Dataset excerpts =
- - -
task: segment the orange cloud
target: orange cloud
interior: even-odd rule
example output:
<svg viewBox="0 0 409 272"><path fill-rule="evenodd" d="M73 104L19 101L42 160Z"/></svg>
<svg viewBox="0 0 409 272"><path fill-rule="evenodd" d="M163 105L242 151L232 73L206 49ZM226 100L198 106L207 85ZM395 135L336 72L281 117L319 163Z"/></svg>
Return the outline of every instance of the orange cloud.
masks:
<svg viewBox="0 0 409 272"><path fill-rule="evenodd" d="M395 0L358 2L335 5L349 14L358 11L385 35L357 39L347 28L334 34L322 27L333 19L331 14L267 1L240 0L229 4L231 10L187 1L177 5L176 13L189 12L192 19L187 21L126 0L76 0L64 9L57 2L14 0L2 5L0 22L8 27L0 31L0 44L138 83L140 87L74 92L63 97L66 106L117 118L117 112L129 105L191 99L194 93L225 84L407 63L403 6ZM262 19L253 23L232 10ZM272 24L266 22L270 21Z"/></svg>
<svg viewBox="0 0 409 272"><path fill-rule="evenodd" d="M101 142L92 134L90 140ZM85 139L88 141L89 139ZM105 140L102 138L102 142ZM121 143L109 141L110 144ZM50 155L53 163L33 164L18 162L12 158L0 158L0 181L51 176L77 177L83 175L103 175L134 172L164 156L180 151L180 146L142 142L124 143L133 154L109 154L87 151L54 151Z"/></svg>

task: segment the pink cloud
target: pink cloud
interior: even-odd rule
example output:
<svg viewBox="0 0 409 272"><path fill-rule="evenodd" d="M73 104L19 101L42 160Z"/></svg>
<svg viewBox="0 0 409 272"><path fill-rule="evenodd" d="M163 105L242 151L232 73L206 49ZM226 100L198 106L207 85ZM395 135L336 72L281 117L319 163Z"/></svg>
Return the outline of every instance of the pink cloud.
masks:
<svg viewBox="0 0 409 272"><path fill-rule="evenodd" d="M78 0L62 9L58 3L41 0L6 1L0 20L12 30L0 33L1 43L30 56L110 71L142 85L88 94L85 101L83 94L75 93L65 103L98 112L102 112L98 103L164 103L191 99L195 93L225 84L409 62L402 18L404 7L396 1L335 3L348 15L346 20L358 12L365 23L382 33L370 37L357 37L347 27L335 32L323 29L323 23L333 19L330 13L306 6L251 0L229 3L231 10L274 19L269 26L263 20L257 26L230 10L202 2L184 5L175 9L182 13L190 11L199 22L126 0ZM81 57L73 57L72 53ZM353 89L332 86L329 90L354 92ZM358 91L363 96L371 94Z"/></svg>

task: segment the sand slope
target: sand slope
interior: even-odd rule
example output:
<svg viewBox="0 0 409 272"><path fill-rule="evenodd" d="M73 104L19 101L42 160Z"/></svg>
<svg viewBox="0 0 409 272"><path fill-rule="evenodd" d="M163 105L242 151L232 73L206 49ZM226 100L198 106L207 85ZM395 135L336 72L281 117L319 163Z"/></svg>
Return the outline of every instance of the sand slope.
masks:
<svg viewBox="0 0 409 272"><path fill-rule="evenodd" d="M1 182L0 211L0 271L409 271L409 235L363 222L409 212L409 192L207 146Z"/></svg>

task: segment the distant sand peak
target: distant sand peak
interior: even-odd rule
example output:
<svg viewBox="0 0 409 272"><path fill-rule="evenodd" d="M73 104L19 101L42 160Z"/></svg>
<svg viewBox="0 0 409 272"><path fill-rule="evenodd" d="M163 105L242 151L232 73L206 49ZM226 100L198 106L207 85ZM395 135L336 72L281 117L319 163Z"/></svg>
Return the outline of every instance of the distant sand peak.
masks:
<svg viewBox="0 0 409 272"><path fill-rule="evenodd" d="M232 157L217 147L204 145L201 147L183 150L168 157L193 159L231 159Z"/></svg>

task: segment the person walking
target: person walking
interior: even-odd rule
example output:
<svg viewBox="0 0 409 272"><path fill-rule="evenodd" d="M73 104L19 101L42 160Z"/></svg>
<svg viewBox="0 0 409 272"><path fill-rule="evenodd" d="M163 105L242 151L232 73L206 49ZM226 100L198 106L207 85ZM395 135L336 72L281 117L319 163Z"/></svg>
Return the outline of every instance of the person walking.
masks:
- - -
Collect every line above that contains the word "cloud" and list those lines in order.

task: segment the orange cloud
target: orange cloud
Return the outline of every instance of the orange cloud.
task: segment the pink cloud
target: pink cloud
Return the outline of every instance of the pink cloud.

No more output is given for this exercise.